**Exercise instructions**
Exactly and only the lines from the one with "I'd really appreciate it if you could detect the pumpkin" through the end of the listing are to be transcribed, both ends included.

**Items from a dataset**
::::

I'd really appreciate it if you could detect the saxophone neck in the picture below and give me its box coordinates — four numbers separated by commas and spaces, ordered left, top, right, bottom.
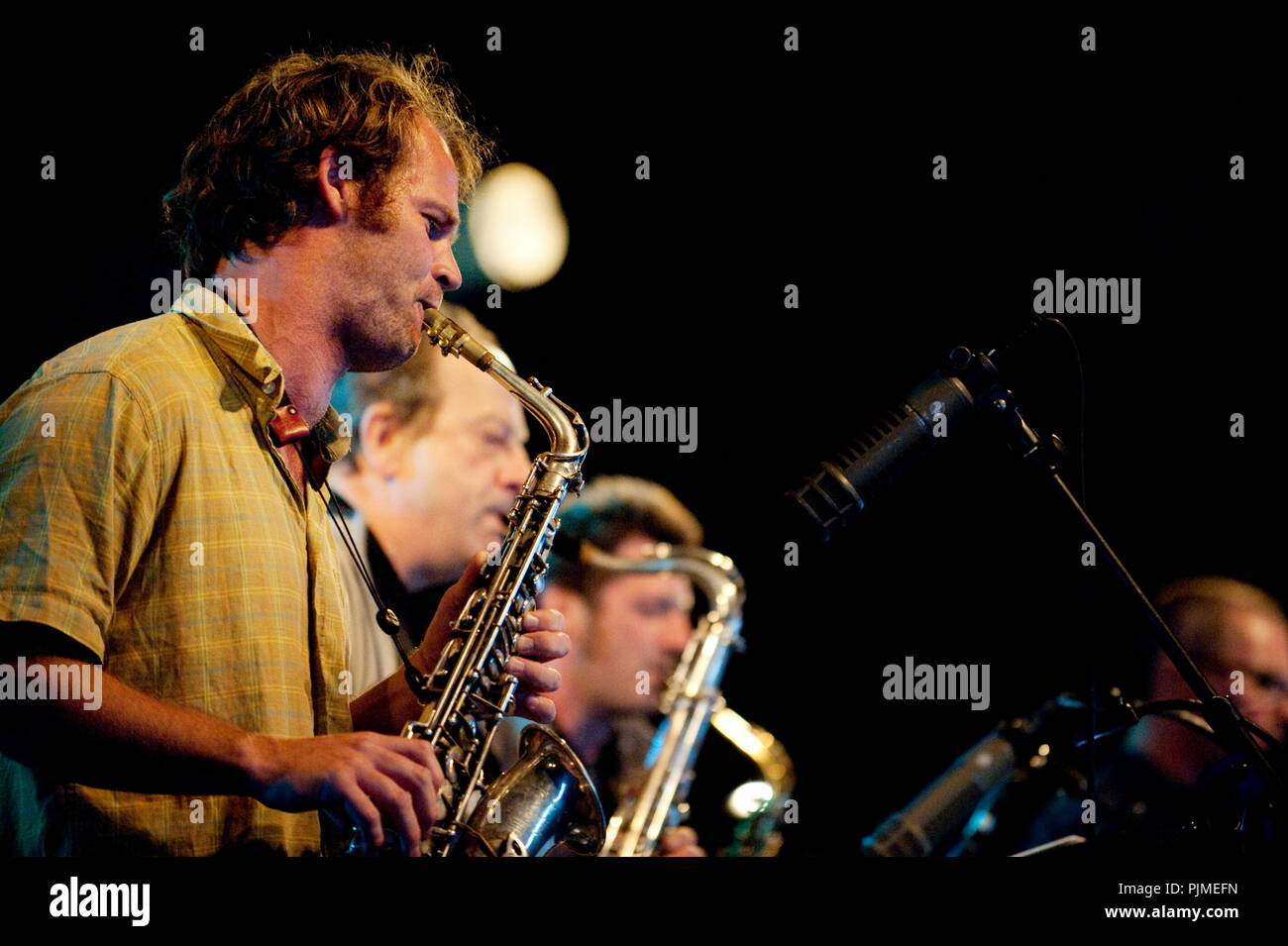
425, 309, 590, 471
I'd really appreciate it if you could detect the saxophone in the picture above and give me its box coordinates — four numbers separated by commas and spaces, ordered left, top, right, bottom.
580, 542, 795, 857
349, 309, 604, 857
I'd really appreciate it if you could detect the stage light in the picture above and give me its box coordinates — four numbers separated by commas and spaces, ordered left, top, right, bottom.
467, 163, 568, 289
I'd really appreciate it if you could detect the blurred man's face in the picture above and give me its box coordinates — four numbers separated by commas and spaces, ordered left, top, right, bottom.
1153, 605, 1288, 741
576, 534, 693, 712
387, 358, 531, 578
1207, 607, 1288, 741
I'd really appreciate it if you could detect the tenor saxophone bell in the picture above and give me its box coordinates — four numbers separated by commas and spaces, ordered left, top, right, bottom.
460, 723, 604, 857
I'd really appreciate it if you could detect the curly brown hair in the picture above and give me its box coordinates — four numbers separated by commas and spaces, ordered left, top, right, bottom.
163, 52, 490, 279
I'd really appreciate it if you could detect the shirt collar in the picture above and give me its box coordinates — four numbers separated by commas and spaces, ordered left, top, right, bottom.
170, 282, 349, 464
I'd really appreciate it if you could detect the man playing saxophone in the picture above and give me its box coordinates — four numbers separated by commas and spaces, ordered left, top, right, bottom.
541, 476, 705, 857
327, 302, 531, 693
0, 54, 568, 855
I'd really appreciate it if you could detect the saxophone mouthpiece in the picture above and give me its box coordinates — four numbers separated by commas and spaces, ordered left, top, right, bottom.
425, 309, 494, 370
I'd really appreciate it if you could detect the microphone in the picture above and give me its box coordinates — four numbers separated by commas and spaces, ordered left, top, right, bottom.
787, 317, 1047, 541
789, 347, 997, 541
863, 731, 1019, 857
863, 696, 1082, 857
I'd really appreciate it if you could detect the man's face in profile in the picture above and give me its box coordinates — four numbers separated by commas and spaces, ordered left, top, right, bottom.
1153, 603, 1288, 741
329, 116, 461, 370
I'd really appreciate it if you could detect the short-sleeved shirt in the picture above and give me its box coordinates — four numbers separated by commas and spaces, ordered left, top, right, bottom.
0, 287, 352, 855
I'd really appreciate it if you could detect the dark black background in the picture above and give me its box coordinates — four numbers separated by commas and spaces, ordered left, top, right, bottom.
0, 8, 1288, 875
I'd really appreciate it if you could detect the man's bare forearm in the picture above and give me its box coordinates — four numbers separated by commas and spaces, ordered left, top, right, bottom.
0, 655, 273, 795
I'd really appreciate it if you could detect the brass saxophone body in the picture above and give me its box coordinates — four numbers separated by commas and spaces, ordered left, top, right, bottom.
580, 542, 794, 857
351, 309, 604, 857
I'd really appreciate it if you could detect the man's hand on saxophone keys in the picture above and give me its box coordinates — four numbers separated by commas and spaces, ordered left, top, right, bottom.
412, 552, 572, 723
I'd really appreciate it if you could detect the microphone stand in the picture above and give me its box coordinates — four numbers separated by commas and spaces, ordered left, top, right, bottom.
948, 347, 1288, 809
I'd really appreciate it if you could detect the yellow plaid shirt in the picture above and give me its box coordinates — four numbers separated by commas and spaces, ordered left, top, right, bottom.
0, 288, 352, 855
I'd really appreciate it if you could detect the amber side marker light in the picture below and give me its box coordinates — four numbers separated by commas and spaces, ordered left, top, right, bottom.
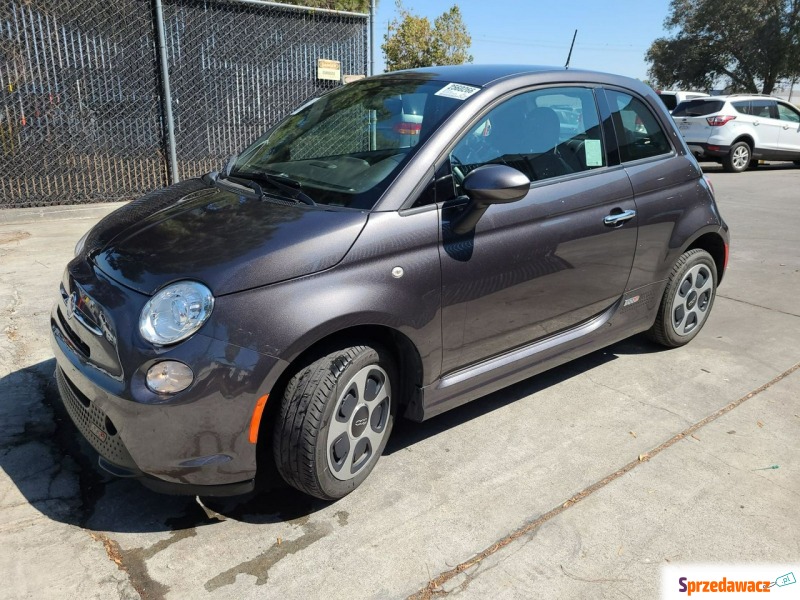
248, 394, 269, 444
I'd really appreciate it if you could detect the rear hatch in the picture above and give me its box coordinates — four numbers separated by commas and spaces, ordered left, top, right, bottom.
672, 98, 725, 144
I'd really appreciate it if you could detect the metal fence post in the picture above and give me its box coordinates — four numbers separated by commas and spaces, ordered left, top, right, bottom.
153, 0, 180, 184
368, 0, 375, 76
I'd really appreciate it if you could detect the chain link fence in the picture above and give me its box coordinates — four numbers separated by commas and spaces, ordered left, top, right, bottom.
0, 0, 368, 208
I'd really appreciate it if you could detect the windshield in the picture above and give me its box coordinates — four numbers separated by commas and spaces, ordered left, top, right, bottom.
231, 75, 479, 209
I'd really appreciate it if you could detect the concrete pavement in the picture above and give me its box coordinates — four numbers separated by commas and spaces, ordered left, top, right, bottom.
0, 166, 800, 598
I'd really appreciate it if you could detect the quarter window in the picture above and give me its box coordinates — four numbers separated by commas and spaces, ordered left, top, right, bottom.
750, 100, 778, 119
450, 87, 607, 194
778, 104, 800, 123
606, 90, 672, 162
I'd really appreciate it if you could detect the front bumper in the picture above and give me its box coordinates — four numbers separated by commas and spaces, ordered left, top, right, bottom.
55, 360, 255, 496
50, 264, 282, 496
686, 142, 731, 160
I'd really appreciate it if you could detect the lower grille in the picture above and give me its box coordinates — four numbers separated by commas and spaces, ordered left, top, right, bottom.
56, 368, 137, 469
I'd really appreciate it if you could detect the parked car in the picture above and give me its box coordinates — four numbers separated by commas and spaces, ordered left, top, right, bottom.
672, 94, 800, 173
51, 65, 728, 500
656, 90, 708, 113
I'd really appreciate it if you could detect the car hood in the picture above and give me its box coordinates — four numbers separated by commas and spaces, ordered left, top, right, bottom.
89, 179, 368, 296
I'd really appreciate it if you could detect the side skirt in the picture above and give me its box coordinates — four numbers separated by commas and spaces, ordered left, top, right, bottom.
405, 281, 666, 421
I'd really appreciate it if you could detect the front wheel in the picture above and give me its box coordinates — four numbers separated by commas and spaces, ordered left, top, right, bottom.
648, 248, 717, 348
273, 346, 398, 500
722, 142, 753, 173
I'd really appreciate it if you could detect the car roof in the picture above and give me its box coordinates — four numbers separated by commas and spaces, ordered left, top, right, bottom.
377, 64, 636, 87
692, 94, 780, 102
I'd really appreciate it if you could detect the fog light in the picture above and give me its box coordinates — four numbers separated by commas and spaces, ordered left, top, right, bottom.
147, 360, 194, 394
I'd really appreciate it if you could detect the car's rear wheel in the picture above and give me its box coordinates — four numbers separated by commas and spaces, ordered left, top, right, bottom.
722, 142, 753, 173
273, 346, 398, 500
648, 248, 717, 348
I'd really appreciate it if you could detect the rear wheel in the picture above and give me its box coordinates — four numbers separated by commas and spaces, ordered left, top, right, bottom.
273, 346, 398, 500
648, 248, 717, 348
722, 142, 753, 173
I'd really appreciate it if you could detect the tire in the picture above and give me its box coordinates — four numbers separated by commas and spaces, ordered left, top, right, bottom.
722, 142, 753, 173
648, 248, 717, 348
273, 346, 399, 500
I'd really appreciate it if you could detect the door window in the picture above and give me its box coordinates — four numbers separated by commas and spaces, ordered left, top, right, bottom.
750, 100, 778, 119
450, 87, 607, 194
606, 90, 672, 162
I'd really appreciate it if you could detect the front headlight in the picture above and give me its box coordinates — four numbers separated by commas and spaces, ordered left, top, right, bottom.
139, 281, 214, 346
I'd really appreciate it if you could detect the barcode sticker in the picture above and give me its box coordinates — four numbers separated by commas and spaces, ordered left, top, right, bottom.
434, 83, 481, 100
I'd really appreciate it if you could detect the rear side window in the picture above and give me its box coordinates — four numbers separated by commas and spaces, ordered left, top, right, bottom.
672, 100, 725, 117
750, 100, 778, 119
778, 104, 800, 123
606, 90, 672, 162
731, 100, 752, 115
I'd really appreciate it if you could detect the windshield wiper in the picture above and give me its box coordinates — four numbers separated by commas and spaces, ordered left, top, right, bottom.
247, 171, 317, 206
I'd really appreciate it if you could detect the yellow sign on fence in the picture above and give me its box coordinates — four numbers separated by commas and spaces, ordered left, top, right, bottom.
317, 58, 342, 81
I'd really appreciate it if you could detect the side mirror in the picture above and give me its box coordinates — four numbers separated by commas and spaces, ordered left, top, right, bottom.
450, 165, 531, 235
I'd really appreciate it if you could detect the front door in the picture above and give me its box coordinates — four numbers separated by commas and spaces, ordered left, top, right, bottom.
440, 87, 636, 373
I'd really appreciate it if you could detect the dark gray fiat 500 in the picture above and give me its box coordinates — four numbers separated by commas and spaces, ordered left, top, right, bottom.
51, 66, 728, 499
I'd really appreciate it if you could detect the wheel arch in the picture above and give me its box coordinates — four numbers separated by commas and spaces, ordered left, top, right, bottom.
731, 133, 756, 153
683, 232, 725, 285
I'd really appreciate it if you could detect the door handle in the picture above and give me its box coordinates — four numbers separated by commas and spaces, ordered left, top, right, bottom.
603, 210, 636, 227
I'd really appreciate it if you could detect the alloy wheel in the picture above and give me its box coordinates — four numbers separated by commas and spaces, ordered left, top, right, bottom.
326, 365, 391, 481
672, 264, 714, 336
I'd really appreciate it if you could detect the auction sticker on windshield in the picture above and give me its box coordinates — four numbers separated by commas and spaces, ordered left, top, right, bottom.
435, 83, 481, 100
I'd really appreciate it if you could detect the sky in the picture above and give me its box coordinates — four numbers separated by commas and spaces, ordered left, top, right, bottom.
375, 0, 669, 79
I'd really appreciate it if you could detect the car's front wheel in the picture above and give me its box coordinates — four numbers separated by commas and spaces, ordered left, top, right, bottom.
722, 142, 753, 173
648, 248, 717, 348
273, 345, 398, 500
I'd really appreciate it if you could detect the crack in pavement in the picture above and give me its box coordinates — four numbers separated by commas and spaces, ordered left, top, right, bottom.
408, 363, 800, 600
717, 293, 800, 317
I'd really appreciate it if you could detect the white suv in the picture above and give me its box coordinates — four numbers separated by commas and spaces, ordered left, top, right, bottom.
672, 94, 800, 173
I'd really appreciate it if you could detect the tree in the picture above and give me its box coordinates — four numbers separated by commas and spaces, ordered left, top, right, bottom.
645, 0, 800, 94
381, 0, 472, 71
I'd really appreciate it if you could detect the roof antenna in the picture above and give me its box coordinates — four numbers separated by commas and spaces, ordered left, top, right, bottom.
564, 29, 578, 69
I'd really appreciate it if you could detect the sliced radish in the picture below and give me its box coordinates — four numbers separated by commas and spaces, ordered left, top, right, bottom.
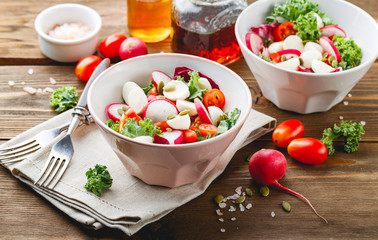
300, 50, 323, 68
163, 81, 190, 101
283, 35, 304, 52
162, 130, 184, 144
277, 49, 301, 59
319, 36, 341, 62
122, 82, 148, 114
143, 98, 179, 123
276, 58, 300, 71
106, 103, 129, 121
320, 25, 346, 38
151, 70, 172, 89
268, 42, 283, 53
167, 114, 191, 130
311, 59, 335, 73
245, 33, 264, 55
303, 42, 323, 54
198, 77, 212, 91
208, 106, 224, 126
176, 99, 197, 117
194, 98, 213, 124
133, 136, 153, 143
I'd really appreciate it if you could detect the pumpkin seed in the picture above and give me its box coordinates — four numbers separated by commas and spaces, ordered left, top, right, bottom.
214, 194, 224, 204
282, 201, 291, 212
179, 109, 190, 116
260, 186, 269, 197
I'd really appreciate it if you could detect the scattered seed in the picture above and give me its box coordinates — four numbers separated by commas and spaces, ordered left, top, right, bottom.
282, 201, 291, 212
214, 194, 224, 204
260, 186, 269, 197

::::

**The answer**
I'd really appreciate it if you could detect the pumpkin seed in the picture above and give me its box coordinates — four numbers separated by commas and spaces, ordered left, top, right, bottom.
214, 194, 224, 204
282, 201, 291, 212
179, 109, 190, 116
260, 186, 269, 197
I'd really appreciate it if you could detect the scattered seed in the picture above and give me its box coordinates — four numbers separated by commas and spaces, ordered left, top, right, bottom.
282, 201, 291, 212
214, 194, 224, 204
260, 186, 269, 197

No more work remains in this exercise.